DATA LINES —
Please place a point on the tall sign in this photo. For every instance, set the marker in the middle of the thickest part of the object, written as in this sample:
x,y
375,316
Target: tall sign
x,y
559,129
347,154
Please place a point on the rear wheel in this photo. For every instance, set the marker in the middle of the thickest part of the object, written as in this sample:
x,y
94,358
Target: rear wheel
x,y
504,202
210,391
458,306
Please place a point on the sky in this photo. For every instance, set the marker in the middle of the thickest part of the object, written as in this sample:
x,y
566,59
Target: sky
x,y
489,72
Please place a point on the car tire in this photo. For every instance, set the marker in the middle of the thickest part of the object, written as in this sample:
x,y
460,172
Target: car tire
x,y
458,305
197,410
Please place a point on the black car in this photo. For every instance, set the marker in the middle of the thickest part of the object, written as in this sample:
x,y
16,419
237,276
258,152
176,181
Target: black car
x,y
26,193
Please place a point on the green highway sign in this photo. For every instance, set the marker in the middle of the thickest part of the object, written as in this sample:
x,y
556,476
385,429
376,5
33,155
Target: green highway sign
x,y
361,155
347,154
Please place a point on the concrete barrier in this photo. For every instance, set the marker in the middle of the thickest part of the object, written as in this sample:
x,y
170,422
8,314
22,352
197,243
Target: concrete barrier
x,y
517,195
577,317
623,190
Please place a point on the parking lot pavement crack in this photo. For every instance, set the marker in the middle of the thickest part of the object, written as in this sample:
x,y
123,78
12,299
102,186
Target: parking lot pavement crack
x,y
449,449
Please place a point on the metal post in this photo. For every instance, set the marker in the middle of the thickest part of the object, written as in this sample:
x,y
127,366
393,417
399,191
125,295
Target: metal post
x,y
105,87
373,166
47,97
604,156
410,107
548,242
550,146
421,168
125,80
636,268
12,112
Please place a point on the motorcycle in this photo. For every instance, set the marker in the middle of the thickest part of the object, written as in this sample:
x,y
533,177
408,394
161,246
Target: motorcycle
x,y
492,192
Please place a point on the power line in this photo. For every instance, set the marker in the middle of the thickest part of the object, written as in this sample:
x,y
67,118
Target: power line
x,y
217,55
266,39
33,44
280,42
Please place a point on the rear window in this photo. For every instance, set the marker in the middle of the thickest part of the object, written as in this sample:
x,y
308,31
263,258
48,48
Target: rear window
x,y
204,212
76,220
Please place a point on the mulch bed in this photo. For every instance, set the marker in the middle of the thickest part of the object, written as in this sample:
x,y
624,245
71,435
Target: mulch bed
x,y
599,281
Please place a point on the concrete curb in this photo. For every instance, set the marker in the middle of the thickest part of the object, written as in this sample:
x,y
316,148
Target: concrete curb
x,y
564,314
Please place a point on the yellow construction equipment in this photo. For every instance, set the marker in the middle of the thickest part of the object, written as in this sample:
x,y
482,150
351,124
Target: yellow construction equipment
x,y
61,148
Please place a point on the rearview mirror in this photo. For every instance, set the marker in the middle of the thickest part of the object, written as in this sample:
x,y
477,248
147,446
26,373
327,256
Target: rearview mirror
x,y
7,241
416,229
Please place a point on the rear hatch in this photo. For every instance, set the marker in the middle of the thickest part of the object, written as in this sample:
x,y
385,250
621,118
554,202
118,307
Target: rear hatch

CHALLENGE — Return all the data above once more, precisely as given.

WRITTEN SOLUTION —
Please place a point on the tall sign in this photo. For every instance, set the marker in the middle of the thickest part of the object, written as in this sample:
x,y
375,316
Target: tall sign
x,y
559,129
347,154
Please place a point on the rear wheel in this photo. For every instance, set the marker in the middle of the thickest part of the object, written as in this sample:
x,y
94,358
Target: rear wheel
x,y
504,202
210,391
458,306
Please place a point on the sky in this photo. For every instance, set the marker in the middle of the thickest part of the object, written as in this sample:
x,y
566,59
Target: sky
x,y
489,72
Please place a point on the car tire in this photo. For every instance, set the marker in the middle of the thickest part of the object, written as in this sample:
x,y
460,172
Target: car tire
x,y
458,305
197,410
Please place a point on the black car in this photo. For every instance, set the marker in the middle of the thickest part of the object, written as in this sample:
x,y
16,419
237,276
258,152
176,181
Target: black car
x,y
26,193
Please place a point on the green highway sign in this photo. For every instance, set the marker in the middle of the thickest part of the object, written as in this sample:
x,y
556,476
385,429
376,5
33,155
Target: green highway sign
x,y
361,155
347,154
Please place a point on the concrete barrier in this photo. For every instance, set the marker in the middle of the thickest part of the object, written as in this sample:
x,y
170,422
8,314
22,352
197,243
Target: concrete barrier
x,y
517,195
577,317
623,190
Please place a point on the parking lot pavement crack in this photo. For every instance, set the marker in the middle of the thickest part of the object, written as in this sample:
x,y
123,78
12,299
102,186
Target: parking lot pavement crack
x,y
449,449
Please place a point on the metal post in this photo. For every instance, set the marker in the middle of the thickest part of the object, written as in this sample:
x,y
127,366
393,417
399,191
125,295
Target: metal post
x,y
105,87
373,166
47,97
604,156
410,107
548,242
550,146
421,168
125,80
636,268
12,112
Please place a point on the motorcycle in this photo. For every instance, set the marker in the middle of the thickest part of the object, written as in this sample:
x,y
533,177
408,394
161,246
Target: motorcycle
x,y
492,192
Please place a point on the power line in this photo. For every instance, set the marker in the middle of the thickest part of the object, written as in this sample:
x,y
67,118
Target: power line
x,y
217,55
266,39
33,44
280,42
Please place a point on the rear window in this photo. For every instance, set the marker in the middle of the thickest part of the object, written as in this sample:
x,y
308,31
263,258
48,48
Target: rear window
x,y
204,212
76,220
Please place a point on the mulch bed in this photo. For every instance, set the marker in the middle of the thickest part of the object, written as in this sample:
x,y
624,245
71,435
Target: mulch bed
x,y
599,281
Please place a point on the concrete curb in this photo. For every instance, set the marker in the middle of the thickest part of the object, written as in this sample:
x,y
316,148
Target: concrete curb
x,y
564,314
Please place a point on the yellow construction equipment in this photo. For every instance, set the marker in the middle of the thickest part of the object, written as in this sample:
x,y
482,150
351,124
Target: yellow construction equipment
x,y
61,148
Please place a point on the rearview mirror in this photo. For every instance, set the marker in the middle of the thickest part of the object, written as in this sample:
x,y
477,248
147,446
26,373
327,256
Target: rearview mirror
x,y
7,241
416,229
Please place a point on the rear hatch in this photo. For every instance, set the marker in the middle of the thickest part of the object, written as in this sample:
x,y
385,250
621,118
554,202
118,307
Target: rear hatch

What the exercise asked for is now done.